What this task involves —
Switch each "header line" in the material below to "first line", and reproduce the material with nothing else altered.

Given data —
* * *

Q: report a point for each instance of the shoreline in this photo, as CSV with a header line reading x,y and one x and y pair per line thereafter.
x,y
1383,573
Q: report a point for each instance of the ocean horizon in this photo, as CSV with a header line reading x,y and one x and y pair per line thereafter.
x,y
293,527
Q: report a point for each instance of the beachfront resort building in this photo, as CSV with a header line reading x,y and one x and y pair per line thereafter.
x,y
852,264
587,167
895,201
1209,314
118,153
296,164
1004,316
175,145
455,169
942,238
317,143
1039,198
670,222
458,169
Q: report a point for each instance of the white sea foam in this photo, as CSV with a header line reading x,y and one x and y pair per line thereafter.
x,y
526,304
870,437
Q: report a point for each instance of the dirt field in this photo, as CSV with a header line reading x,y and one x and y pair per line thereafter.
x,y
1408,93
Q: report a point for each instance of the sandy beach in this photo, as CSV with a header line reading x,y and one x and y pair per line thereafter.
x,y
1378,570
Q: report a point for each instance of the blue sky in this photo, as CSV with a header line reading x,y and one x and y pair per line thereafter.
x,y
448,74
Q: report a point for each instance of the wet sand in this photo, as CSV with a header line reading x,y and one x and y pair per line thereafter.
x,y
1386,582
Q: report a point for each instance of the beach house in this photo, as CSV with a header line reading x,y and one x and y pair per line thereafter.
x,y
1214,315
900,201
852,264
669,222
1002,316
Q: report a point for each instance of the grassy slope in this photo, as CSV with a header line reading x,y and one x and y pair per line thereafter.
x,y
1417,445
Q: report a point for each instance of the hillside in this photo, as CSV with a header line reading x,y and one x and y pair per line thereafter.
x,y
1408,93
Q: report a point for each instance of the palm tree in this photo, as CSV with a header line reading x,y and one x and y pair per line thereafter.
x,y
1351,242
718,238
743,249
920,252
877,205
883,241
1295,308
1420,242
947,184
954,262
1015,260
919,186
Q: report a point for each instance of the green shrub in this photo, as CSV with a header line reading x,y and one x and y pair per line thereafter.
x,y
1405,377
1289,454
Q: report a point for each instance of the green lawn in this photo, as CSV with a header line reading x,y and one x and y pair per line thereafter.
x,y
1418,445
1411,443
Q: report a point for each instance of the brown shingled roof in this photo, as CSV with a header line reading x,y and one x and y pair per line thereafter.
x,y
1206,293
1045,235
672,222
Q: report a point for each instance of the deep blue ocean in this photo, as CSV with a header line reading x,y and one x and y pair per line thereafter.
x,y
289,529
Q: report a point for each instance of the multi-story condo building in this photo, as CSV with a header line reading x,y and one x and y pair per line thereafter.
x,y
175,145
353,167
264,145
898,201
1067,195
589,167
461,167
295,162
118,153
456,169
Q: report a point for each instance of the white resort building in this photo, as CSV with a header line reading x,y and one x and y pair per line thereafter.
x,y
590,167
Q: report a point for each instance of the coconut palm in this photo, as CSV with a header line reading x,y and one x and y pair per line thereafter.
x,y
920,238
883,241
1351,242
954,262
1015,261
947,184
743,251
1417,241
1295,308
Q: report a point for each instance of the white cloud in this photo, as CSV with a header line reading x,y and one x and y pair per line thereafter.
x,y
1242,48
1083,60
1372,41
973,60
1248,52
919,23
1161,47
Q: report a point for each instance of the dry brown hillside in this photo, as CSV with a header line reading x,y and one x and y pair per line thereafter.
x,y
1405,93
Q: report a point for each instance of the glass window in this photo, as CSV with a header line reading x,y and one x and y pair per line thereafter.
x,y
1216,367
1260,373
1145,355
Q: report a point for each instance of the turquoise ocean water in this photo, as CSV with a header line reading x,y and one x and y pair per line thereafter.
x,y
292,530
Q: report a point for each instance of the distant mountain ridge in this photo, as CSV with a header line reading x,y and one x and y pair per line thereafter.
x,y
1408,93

* * *

Answer in full —
Q: report a point for each instance of the shoreline in this photo, as CSV with a first line reading x,y and one x and y pair per line thereafter.
x,y
1383,573
Q: report a point for each instance of the ocean horizon in this photo, as CSV with a first line reading x,y and one x and y pair per line thereafter.
x,y
293,527
Q: report a point for each instance of the beachfront resort building in this photo, as CSV with a first line reading x,y and one x and y pair per line thereafter.
x,y
852,264
587,167
895,201
1209,314
118,153
296,164
1004,316
175,145
455,169
942,238
317,143
1039,198
670,222
458,169
Q: report a point for each instance of the white sea foam in this photo, as CSV with a first line reading x,y and one x and y pair per line thereafter.
x,y
526,304
870,437
Q: report a point for each instance of the dirt field in this photo, as CSV with a first line reading x,y and one x and y pair per line thereafter.
x,y
1408,93
Q: report a point for each instance of the sandy beach in this photo, as CSV with a first line reading x,y and one x and y pair per line thereafter.
x,y
1378,570
Q: report a point for each instance of the blue sky in this photo, as CSV with a first line reading x,y and one x and y pair per line thereafter.
x,y
448,74
Q: report a point for each instance of the wet sand in this photo, as CSV with a first line reading x,y and one x and y pair per line thereafter.
x,y
1386,582
Q: report a point for each instance of the beach house in this photo, as CSV with a first line reading x,y and one x and y pair per line thereafter.
x,y
1214,315
900,201
852,264
669,222
1002,316
Q: report a point for each instance of the grassy slope in this photo, as CSV with a first line reading x,y and one x and y pair per line thereafter.
x,y
1417,445
Q: report a point for each instance of the hillside in this photo, as CSV with a first line reading x,y and one x and y pair per line thereafter.
x,y
1408,93
Q: report a point for each instance of the palm tree in this photo, as CSV with a first line reading x,y and one x and y pair per line thereafter.
x,y
1351,242
718,238
743,249
920,252
877,205
883,241
1295,308
1420,242
947,184
954,262
1015,260
919,186
Q: report a point for each instance of the green shrub in this photo, as CSV with a first line reading x,y and one x and y pair per line thereafter.
x,y
1405,377
1289,454
Q: report a point for each instance of the green lawn in this photo, as CSV with a first line reading x,y and one x and y pair per line thereafter.
x,y
1418,445
1411,443
Q: report a point for each instance of the brown shingled roof in this photo, as CSV with a first line reading x,y and one x and y pair per line thereafter.
x,y
1206,293
1045,235
672,222
Q: report a point for each instance of the deep blue ocean in this photo, as CSV with a first line reading x,y and one x and y pair per line thereafter.
x,y
289,529
Q: report a point for each instance of the multi-story condo building in this photo, as CSV with a first line reading x,y and one x and y pair per line thereafter.
x,y
175,145
353,167
264,145
898,201
1067,195
589,167
461,167
295,162
118,153
456,169
Q: report a point for each instance of the white resort building in this photo, as CSV with a first line reading x,y and one x and y pair per line thereafter.
x,y
590,167
Q: report a point for each instance of the coconut palm in this photo, as CSV with a first line reading x,y and one x and y pair per line thereafter.
x,y
920,238
883,241
1351,242
954,262
1015,261
947,184
743,251
1417,241
1295,308
Q: report a point for each instance of the white cloud in this photo, as CSV with a first line reading x,y and one x and y pair per line thereafter.
x,y
1242,48
1083,60
1372,41
973,60
1248,52
919,23
1161,47
Q: report a point for each instance of the dry brown hillside in this photo, as CSV with a first line reading x,y and one x and y pair per line thereafter.
x,y
1405,93
Q: report a point for each instance of the glass window in this photo, as CSV with a first line reading x,y and one x and y pair per line thereafter.
x,y
1216,367
1260,373
1145,355
Q: report a point for each instance of the turquoise ocean water in this photo, as CSV with a first line reading x,y and one x and y pair per line thereafter.
x,y
292,530
Q: report a point for each instance of the distant mountain ridge in this photo, as CSV with a first line reading x,y and one x and y pair per line thereafter.
x,y
1408,93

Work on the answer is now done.